Rewrite the records below as a JSON list of strings, one string per line and in their original order. Leave out blank lines.

■ ■ ■ ■

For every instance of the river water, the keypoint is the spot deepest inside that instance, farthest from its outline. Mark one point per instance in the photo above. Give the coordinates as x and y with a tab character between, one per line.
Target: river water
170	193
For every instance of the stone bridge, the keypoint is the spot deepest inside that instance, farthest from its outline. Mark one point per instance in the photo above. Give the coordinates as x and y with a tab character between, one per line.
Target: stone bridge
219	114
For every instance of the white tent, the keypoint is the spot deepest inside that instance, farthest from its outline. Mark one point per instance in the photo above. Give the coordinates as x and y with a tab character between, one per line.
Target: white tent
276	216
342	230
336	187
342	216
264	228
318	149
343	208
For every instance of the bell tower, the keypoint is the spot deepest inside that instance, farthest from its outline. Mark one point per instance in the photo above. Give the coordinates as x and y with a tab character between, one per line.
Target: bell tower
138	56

■ ■ ■ ■

- [Task response]
[
  "For every instance of the river water, the keypoint is the spot deepest inside that instance, farthest from its outline. Mark one point per instance in the photo above. Give the coordinates as x and y with a tab character between, one per line.",
  "Target: river water",
  "170\t193",
  "For every instance of the stone bridge, the keypoint is the spot deepest inside that instance, farthest from its outline. Mark one point per instance in the photo above. Give the coordinates as x and y with a tab character between, one per line.",
  "Target: stone bridge",
  "219\t114",
  "For every instance of the white tent, the keypoint is the spot deepest inside that instance, farthest from its outline. Mark one point per instance in the photo above. Give the coordinates as x and y with a tab character between, one per line.",
  "Target: white tent",
  "276\t216",
  "342\t230",
  "336\t187",
  "342\t216",
  "264\t228",
  "318\t149",
  "343\t208",
  "For every instance of the bell tower, the keypoint is the spot deepest inside that instance, farthest from its outline. Mark one point per instance in the photo above. Give the coordinates as x and y with a tab character between, one per line.",
  "Target: bell tower",
  "138\t56"
]